**TO DO**
Determine the number of lines in the listing below that hold the word "backdrop". Write the number alone.

**DATA IN THIS EXERCISE**

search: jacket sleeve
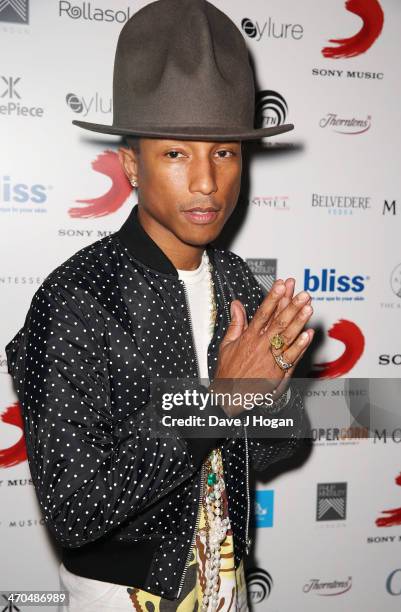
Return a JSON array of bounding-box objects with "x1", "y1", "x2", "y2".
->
[
  {"x1": 234, "y1": 255, "x2": 307, "y2": 471},
  {"x1": 245, "y1": 384, "x2": 306, "y2": 472},
  {"x1": 5, "y1": 281, "x2": 226, "y2": 548}
]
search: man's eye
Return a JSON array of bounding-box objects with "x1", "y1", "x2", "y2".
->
[
  {"x1": 217, "y1": 150, "x2": 235, "y2": 158},
  {"x1": 165, "y1": 151, "x2": 183, "y2": 158}
]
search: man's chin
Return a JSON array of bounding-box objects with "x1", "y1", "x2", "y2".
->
[{"x1": 178, "y1": 225, "x2": 222, "y2": 248}]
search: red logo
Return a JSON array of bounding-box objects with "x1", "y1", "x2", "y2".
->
[
  {"x1": 0, "y1": 403, "x2": 27, "y2": 468},
  {"x1": 376, "y1": 472, "x2": 401, "y2": 527},
  {"x1": 311, "y1": 319, "x2": 365, "y2": 378},
  {"x1": 69, "y1": 150, "x2": 132, "y2": 218},
  {"x1": 322, "y1": 0, "x2": 384, "y2": 59}
]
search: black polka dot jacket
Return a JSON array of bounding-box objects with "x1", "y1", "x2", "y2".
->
[{"x1": 5, "y1": 204, "x2": 305, "y2": 600}]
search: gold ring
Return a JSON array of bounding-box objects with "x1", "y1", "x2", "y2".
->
[{"x1": 270, "y1": 333, "x2": 285, "y2": 350}]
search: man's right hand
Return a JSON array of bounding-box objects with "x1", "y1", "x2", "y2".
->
[{"x1": 209, "y1": 278, "x2": 314, "y2": 416}]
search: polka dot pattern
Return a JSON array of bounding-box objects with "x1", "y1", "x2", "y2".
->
[{"x1": 5, "y1": 229, "x2": 305, "y2": 599}]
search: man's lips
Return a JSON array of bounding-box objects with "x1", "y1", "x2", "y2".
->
[
  {"x1": 182, "y1": 207, "x2": 220, "y2": 224},
  {"x1": 185, "y1": 206, "x2": 219, "y2": 212}
]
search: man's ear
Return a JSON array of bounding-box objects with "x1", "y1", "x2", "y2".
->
[{"x1": 117, "y1": 146, "x2": 138, "y2": 182}]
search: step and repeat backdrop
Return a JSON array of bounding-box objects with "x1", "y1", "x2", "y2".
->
[{"x1": 1, "y1": 0, "x2": 400, "y2": 610}]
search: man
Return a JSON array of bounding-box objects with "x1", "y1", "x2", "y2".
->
[{"x1": 5, "y1": 0, "x2": 314, "y2": 610}]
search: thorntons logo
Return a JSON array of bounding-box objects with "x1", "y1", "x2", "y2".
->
[
  {"x1": 319, "y1": 113, "x2": 371, "y2": 134},
  {"x1": 59, "y1": 1, "x2": 132, "y2": 23},
  {"x1": 303, "y1": 576, "x2": 352, "y2": 596}
]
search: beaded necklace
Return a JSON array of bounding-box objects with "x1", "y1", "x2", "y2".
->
[{"x1": 199, "y1": 254, "x2": 231, "y2": 611}]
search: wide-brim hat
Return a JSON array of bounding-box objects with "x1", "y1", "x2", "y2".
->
[{"x1": 72, "y1": 0, "x2": 294, "y2": 142}]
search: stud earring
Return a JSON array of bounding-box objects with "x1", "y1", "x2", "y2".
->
[{"x1": 130, "y1": 178, "x2": 138, "y2": 188}]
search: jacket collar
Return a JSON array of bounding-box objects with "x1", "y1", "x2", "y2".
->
[{"x1": 115, "y1": 204, "x2": 214, "y2": 277}]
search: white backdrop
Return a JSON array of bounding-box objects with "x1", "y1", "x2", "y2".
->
[{"x1": 1, "y1": 1, "x2": 401, "y2": 610}]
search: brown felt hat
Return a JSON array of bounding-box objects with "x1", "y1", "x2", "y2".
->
[{"x1": 72, "y1": 0, "x2": 294, "y2": 141}]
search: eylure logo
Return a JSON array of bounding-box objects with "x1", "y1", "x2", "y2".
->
[
  {"x1": 311, "y1": 320, "x2": 365, "y2": 378},
  {"x1": 0, "y1": 75, "x2": 45, "y2": 118},
  {"x1": 252, "y1": 490, "x2": 274, "y2": 528},
  {"x1": 0, "y1": 403, "x2": 27, "y2": 469},
  {"x1": 241, "y1": 17, "x2": 303, "y2": 42},
  {"x1": 303, "y1": 576, "x2": 352, "y2": 596},
  {"x1": 255, "y1": 90, "x2": 288, "y2": 129},
  {"x1": 322, "y1": 0, "x2": 384, "y2": 59},
  {"x1": 319, "y1": 113, "x2": 371, "y2": 134},
  {"x1": 246, "y1": 259, "x2": 276, "y2": 296},
  {"x1": 312, "y1": 193, "x2": 371, "y2": 216},
  {"x1": 59, "y1": 1, "x2": 132, "y2": 23},
  {"x1": 246, "y1": 568, "x2": 273, "y2": 604},
  {"x1": 66, "y1": 92, "x2": 112, "y2": 117},
  {"x1": 70, "y1": 150, "x2": 131, "y2": 218},
  {"x1": 0, "y1": 175, "x2": 49, "y2": 207},
  {"x1": 316, "y1": 482, "x2": 347, "y2": 521},
  {"x1": 304, "y1": 268, "x2": 368, "y2": 299},
  {"x1": 387, "y1": 569, "x2": 401, "y2": 596},
  {"x1": 0, "y1": 0, "x2": 29, "y2": 24}
]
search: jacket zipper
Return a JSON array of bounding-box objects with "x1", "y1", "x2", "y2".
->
[
  {"x1": 176, "y1": 280, "x2": 205, "y2": 597},
  {"x1": 243, "y1": 423, "x2": 251, "y2": 554},
  {"x1": 214, "y1": 267, "x2": 252, "y2": 556}
]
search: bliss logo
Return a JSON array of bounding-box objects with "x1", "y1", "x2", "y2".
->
[
  {"x1": 305, "y1": 269, "x2": 367, "y2": 296},
  {"x1": 252, "y1": 490, "x2": 274, "y2": 528},
  {"x1": 1, "y1": 175, "x2": 48, "y2": 203}
]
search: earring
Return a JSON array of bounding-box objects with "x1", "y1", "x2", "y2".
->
[{"x1": 130, "y1": 178, "x2": 138, "y2": 188}]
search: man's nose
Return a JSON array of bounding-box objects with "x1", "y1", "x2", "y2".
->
[{"x1": 188, "y1": 157, "x2": 218, "y2": 195}]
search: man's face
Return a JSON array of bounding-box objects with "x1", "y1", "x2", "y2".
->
[{"x1": 118, "y1": 138, "x2": 242, "y2": 247}]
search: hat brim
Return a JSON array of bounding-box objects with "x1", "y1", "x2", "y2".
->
[{"x1": 71, "y1": 120, "x2": 294, "y2": 141}]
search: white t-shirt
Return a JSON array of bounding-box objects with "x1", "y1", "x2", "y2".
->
[{"x1": 176, "y1": 249, "x2": 214, "y2": 384}]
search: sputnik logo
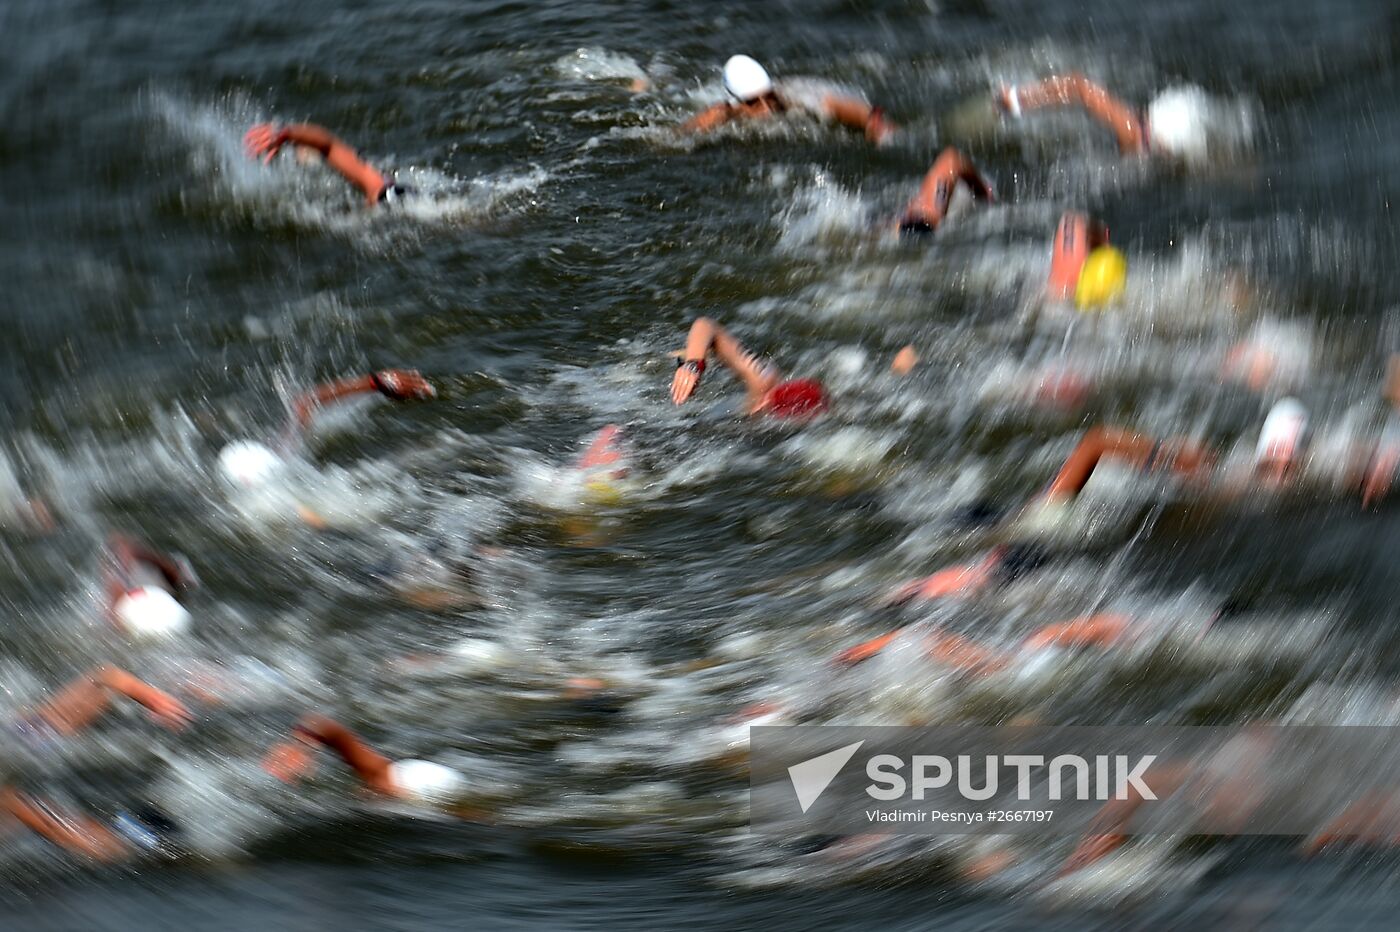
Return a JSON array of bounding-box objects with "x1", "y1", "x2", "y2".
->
[{"x1": 787, "y1": 741, "x2": 865, "y2": 813}]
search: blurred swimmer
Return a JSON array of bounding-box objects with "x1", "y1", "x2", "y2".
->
[
  {"x1": 1, "y1": 789, "x2": 141, "y2": 862},
  {"x1": 244, "y1": 122, "x2": 413, "y2": 206},
  {"x1": 880, "y1": 426, "x2": 1215, "y2": 606},
  {"x1": 1055, "y1": 728, "x2": 1400, "y2": 880},
  {"x1": 893, "y1": 148, "x2": 995, "y2": 237},
  {"x1": 2, "y1": 668, "x2": 190, "y2": 861},
  {"x1": 13, "y1": 665, "x2": 191, "y2": 739},
  {"x1": 570, "y1": 423, "x2": 632, "y2": 515},
  {"x1": 681, "y1": 54, "x2": 896, "y2": 144},
  {"x1": 975, "y1": 396, "x2": 1400, "y2": 527},
  {"x1": 217, "y1": 368, "x2": 436, "y2": 493},
  {"x1": 835, "y1": 613, "x2": 1133, "y2": 669},
  {"x1": 103, "y1": 534, "x2": 198, "y2": 640},
  {"x1": 670, "y1": 317, "x2": 915, "y2": 419},
  {"x1": 263, "y1": 713, "x2": 470, "y2": 810},
  {"x1": 1047, "y1": 210, "x2": 1116, "y2": 303},
  {"x1": 996, "y1": 74, "x2": 1233, "y2": 163},
  {"x1": 1047, "y1": 400, "x2": 1400, "y2": 504}
]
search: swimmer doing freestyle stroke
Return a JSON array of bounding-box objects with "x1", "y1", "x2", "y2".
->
[
  {"x1": 3, "y1": 667, "x2": 192, "y2": 861},
  {"x1": 217, "y1": 368, "x2": 436, "y2": 493},
  {"x1": 681, "y1": 55, "x2": 897, "y2": 145},
  {"x1": 244, "y1": 121, "x2": 415, "y2": 206},
  {"x1": 670, "y1": 316, "x2": 919, "y2": 419}
]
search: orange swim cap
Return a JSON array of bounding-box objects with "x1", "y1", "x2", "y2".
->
[{"x1": 765, "y1": 379, "x2": 828, "y2": 419}]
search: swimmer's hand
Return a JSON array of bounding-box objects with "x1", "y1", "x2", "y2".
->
[
  {"x1": 672, "y1": 355, "x2": 705, "y2": 403},
  {"x1": 140, "y1": 689, "x2": 193, "y2": 731},
  {"x1": 100, "y1": 667, "x2": 192, "y2": 731},
  {"x1": 262, "y1": 741, "x2": 318, "y2": 784},
  {"x1": 244, "y1": 124, "x2": 289, "y2": 164},
  {"x1": 372, "y1": 369, "x2": 437, "y2": 401},
  {"x1": 864, "y1": 107, "x2": 896, "y2": 146},
  {"x1": 671, "y1": 359, "x2": 705, "y2": 404}
]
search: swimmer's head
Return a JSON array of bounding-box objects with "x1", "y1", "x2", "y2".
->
[
  {"x1": 217, "y1": 441, "x2": 282, "y2": 489},
  {"x1": 761, "y1": 379, "x2": 828, "y2": 419},
  {"x1": 1074, "y1": 246, "x2": 1127, "y2": 311},
  {"x1": 387, "y1": 759, "x2": 467, "y2": 806},
  {"x1": 1147, "y1": 86, "x2": 1211, "y2": 162},
  {"x1": 723, "y1": 55, "x2": 773, "y2": 103},
  {"x1": 1255, "y1": 397, "x2": 1308, "y2": 483},
  {"x1": 114, "y1": 586, "x2": 191, "y2": 640}
]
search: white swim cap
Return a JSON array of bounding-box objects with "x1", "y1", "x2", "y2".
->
[
  {"x1": 1147, "y1": 86, "x2": 1211, "y2": 161},
  {"x1": 723, "y1": 55, "x2": 773, "y2": 102},
  {"x1": 114, "y1": 586, "x2": 191, "y2": 639},
  {"x1": 387, "y1": 759, "x2": 467, "y2": 806},
  {"x1": 1014, "y1": 646, "x2": 1064, "y2": 683},
  {"x1": 449, "y1": 637, "x2": 508, "y2": 672},
  {"x1": 218, "y1": 441, "x2": 282, "y2": 488},
  {"x1": 1256, "y1": 398, "x2": 1308, "y2": 466}
]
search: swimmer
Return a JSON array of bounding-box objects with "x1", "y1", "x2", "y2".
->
[
  {"x1": 289, "y1": 368, "x2": 437, "y2": 430},
  {"x1": 1, "y1": 788, "x2": 132, "y2": 861},
  {"x1": 670, "y1": 316, "x2": 916, "y2": 419},
  {"x1": 1055, "y1": 727, "x2": 1400, "y2": 881},
  {"x1": 1047, "y1": 400, "x2": 1400, "y2": 505},
  {"x1": 681, "y1": 54, "x2": 896, "y2": 145},
  {"x1": 995, "y1": 74, "x2": 1225, "y2": 163},
  {"x1": 878, "y1": 427, "x2": 1214, "y2": 607},
  {"x1": 244, "y1": 122, "x2": 412, "y2": 206},
  {"x1": 263, "y1": 713, "x2": 470, "y2": 811},
  {"x1": 893, "y1": 147, "x2": 995, "y2": 237},
  {"x1": 835, "y1": 612, "x2": 1134, "y2": 670},
  {"x1": 102, "y1": 534, "x2": 198, "y2": 639},
  {"x1": 14, "y1": 665, "x2": 191, "y2": 738},
  {"x1": 218, "y1": 368, "x2": 436, "y2": 494},
  {"x1": 1047, "y1": 210, "x2": 1111, "y2": 301},
  {"x1": 2, "y1": 668, "x2": 191, "y2": 861}
]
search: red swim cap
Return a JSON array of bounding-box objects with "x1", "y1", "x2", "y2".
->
[{"x1": 764, "y1": 379, "x2": 828, "y2": 419}]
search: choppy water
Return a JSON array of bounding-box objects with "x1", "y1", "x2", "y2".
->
[{"x1": 5, "y1": 0, "x2": 1400, "y2": 927}]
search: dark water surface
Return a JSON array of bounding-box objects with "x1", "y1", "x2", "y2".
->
[{"x1": 5, "y1": 0, "x2": 1400, "y2": 927}]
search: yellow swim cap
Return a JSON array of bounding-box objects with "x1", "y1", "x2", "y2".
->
[
  {"x1": 1075, "y1": 246, "x2": 1128, "y2": 311},
  {"x1": 584, "y1": 478, "x2": 623, "y2": 507}
]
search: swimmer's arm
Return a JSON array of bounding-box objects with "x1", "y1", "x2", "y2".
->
[
  {"x1": 672, "y1": 317, "x2": 777, "y2": 405},
  {"x1": 291, "y1": 714, "x2": 398, "y2": 795},
  {"x1": 28, "y1": 666, "x2": 189, "y2": 734},
  {"x1": 923, "y1": 629, "x2": 1010, "y2": 674},
  {"x1": 109, "y1": 534, "x2": 192, "y2": 592},
  {"x1": 245, "y1": 122, "x2": 388, "y2": 204},
  {"x1": 679, "y1": 103, "x2": 735, "y2": 134},
  {"x1": 1044, "y1": 427, "x2": 1213, "y2": 501},
  {"x1": 291, "y1": 370, "x2": 436, "y2": 428},
  {"x1": 1020, "y1": 613, "x2": 1133, "y2": 651},
  {"x1": 0, "y1": 788, "x2": 127, "y2": 861},
  {"x1": 1003, "y1": 74, "x2": 1146, "y2": 154},
  {"x1": 821, "y1": 94, "x2": 896, "y2": 144},
  {"x1": 902, "y1": 147, "x2": 994, "y2": 228},
  {"x1": 710, "y1": 322, "x2": 780, "y2": 405},
  {"x1": 671, "y1": 317, "x2": 717, "y2": 403}
]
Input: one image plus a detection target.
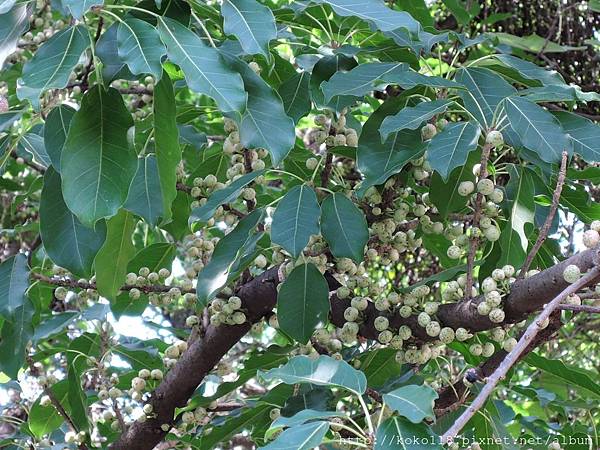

**FINISHED EXERCISE**
2